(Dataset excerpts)
* * * * *

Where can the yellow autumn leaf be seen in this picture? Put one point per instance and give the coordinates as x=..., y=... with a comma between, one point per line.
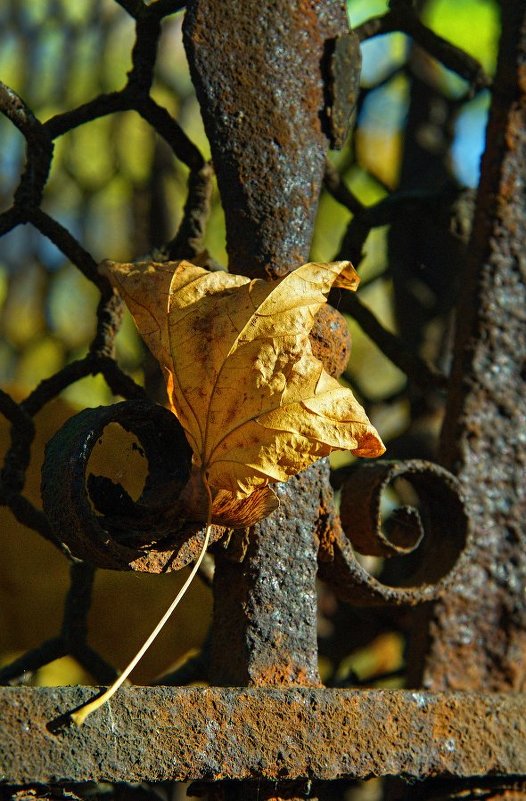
x=256, y=405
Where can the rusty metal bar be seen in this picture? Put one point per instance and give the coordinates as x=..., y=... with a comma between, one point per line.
x=162, y=733
x=478, y=630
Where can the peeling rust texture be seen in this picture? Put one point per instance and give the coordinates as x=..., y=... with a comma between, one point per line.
x=258, y=72
x=264, y=626
x=98, y=521
x=478, y=631
x=260, y=75
x=162, y=733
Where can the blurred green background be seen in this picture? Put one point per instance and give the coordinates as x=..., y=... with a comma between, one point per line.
x=118, y=188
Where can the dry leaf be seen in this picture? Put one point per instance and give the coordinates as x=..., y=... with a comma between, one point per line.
x=256, y=405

* * * * *

Action item:
Every line from the one containing "Where can the dry" through the last line of the entries above must be output exactly. Leave the rest out.

Solution to the exercise:
Where can the dry leaf be seen in this picture? Put one point per instance and give the coordinates as x=..., y=... with a comma between, one point per line.
x=256, y=405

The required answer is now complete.